**任务要求**
请把下面这篇 Flink 部署模式文章中从“根据官网和源码中可知,目前P”起，到“客户端执行流程(阅读较枯燥)”为止（包括这两处）的内容一字不差地重新打出来。

**给定文本**

根据官网和源码中可知,目前PER_JOB模式已经被官悬弃用,后面可能会被完全剔除,替代的是APPLICATION模式
两种模式好处都是资源隔离,APPLICATION模式把main方法的初始化放到了集群组件的jobmanager,这样有对于客户端来说,从性能上有了很大的优化。
通过比较看两者的源码,才更能体会到APPLICATION模式替代PER_JOB的优点。
从execute方法开始读源码。如果想读StreamExecutionEnvironment#execute之前的部分,请参照另一篇Flink1.15源码阅读flink-clients客户端执行流程(阅读较枯燥)
package com.flink.datastream;
import org.apache.flink.api.common.functions.RichFlatMapFunction;
import org.apache.flink.api.common.state.StateTtlConfig;
import org.apache.flink.api.common.state.ValueState;
import org.apache.flink.api.common.state.ValueStateDescriptor;
import org.apache.flink.api.common.time.Time;
import org.apache.flink.api.common.typeinfo.TypeHint;
import org.apache.flink.api.common.typeinfo.TypeInformation;
import org.apache.flink.api.java.tuple.Tuple2;
import org.apache.flink.configuration.Configuration;
import org.apache.flink.streaming.api.environment.StreamExecutionEnvironment;
import org.apache.flink.util.Collector;
/**
* @author happy
* @since 2022/5/24
*/
public class CountWindowAverage extends RichFlatMapFunction<Tuple2<Long, Long>, Tuple2<Long, Long>> {
/**
* The ValueState handle. The first field is the count, the second field a running sum.

已存储项
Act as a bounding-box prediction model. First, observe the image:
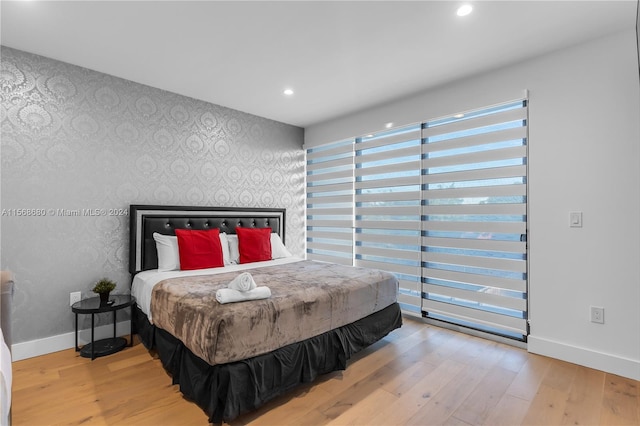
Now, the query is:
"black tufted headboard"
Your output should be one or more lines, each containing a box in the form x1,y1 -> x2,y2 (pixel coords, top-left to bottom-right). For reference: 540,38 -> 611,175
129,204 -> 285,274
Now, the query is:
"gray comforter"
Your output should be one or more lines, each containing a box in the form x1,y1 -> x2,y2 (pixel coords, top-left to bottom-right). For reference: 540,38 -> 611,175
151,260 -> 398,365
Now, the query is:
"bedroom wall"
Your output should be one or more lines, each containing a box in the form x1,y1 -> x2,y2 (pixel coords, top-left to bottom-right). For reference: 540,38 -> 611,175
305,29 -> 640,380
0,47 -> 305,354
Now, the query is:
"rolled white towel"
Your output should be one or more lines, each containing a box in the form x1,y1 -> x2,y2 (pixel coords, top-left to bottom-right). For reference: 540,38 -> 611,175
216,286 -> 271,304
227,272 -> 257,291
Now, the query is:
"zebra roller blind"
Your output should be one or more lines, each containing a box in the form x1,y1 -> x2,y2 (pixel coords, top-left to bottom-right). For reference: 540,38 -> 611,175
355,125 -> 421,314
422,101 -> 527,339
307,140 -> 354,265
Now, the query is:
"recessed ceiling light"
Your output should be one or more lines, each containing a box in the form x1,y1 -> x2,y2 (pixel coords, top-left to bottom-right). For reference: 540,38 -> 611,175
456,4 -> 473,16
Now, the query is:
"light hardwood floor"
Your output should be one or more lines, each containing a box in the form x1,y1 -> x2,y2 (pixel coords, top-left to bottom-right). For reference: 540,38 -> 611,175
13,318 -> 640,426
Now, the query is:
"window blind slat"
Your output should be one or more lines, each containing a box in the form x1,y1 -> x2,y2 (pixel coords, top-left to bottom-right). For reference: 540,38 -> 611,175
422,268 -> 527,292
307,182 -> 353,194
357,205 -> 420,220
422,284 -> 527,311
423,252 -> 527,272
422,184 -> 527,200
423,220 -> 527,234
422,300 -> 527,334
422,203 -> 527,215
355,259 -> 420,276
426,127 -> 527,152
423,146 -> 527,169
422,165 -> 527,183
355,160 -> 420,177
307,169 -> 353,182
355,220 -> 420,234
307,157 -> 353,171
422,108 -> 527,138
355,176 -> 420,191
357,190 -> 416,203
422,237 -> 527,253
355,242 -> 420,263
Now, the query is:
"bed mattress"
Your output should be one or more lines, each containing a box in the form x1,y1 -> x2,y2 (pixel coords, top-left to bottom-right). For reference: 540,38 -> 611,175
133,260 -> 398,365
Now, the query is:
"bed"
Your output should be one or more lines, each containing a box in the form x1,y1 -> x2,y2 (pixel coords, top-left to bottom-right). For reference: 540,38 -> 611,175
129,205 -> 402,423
...
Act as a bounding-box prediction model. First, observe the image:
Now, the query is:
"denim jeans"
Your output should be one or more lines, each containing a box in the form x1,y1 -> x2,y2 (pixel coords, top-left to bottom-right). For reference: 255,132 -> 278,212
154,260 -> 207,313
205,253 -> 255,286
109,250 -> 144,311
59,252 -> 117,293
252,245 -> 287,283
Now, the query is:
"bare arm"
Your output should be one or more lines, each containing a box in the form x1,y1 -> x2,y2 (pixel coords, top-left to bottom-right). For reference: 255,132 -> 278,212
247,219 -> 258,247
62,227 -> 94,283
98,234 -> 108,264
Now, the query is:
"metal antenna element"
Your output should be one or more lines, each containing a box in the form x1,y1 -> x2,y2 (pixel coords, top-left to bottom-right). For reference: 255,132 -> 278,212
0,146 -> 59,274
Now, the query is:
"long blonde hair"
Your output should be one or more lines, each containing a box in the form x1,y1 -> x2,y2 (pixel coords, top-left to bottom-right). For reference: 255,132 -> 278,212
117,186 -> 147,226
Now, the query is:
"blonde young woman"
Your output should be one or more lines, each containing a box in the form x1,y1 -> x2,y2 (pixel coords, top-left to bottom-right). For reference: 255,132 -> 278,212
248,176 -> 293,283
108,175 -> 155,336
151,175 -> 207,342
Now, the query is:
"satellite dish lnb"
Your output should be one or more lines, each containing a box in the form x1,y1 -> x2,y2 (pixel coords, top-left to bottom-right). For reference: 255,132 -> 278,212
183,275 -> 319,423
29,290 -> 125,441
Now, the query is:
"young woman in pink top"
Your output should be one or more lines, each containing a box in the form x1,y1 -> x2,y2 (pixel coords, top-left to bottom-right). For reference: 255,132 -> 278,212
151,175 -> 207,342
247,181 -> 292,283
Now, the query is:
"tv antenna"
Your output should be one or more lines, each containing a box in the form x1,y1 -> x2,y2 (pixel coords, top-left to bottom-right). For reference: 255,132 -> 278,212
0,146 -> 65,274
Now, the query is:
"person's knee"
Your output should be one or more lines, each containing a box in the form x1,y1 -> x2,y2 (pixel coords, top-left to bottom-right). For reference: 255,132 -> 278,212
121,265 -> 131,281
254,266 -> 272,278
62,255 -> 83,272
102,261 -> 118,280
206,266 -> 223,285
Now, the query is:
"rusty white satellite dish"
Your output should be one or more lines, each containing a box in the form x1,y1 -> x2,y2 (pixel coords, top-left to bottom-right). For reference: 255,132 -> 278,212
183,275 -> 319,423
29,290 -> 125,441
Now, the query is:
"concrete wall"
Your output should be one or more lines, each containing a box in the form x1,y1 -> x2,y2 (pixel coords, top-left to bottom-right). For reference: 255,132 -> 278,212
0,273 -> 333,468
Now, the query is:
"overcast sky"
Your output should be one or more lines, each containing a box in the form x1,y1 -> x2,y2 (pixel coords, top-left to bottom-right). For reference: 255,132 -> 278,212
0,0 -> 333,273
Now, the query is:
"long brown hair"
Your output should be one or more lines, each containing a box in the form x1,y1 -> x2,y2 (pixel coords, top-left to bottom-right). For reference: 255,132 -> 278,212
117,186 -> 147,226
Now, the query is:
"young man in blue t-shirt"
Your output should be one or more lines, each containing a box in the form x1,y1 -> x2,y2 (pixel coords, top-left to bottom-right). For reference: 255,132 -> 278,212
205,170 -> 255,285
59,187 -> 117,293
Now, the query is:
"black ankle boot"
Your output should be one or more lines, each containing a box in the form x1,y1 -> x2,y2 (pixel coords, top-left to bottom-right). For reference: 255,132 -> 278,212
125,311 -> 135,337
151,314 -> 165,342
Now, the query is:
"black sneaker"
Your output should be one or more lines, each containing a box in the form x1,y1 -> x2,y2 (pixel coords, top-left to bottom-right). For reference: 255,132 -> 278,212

**书面回答**
根据官网和源码中可知,目前PER_JOB模式已经被官悬弃用,后面可能会被完全剔除,替代的是APPLICATION模式
两种模式好处都是资源隔离,APPLICATION模式把main方法的初始化放到了集群组件的jobmanager,这样有对于客户端来说,从性能上有了很大的优化。
通过比较看两者的源码,才更能体会到APPLICATION模式替代PER_JOB的优点。
从execute方法开始读源码。如果想读StreamExecutionEnvironment#execute之前的部分,请参照另一篇Flink1.15源码阅读flink-clients客户端执行流程(阅读较枯燥)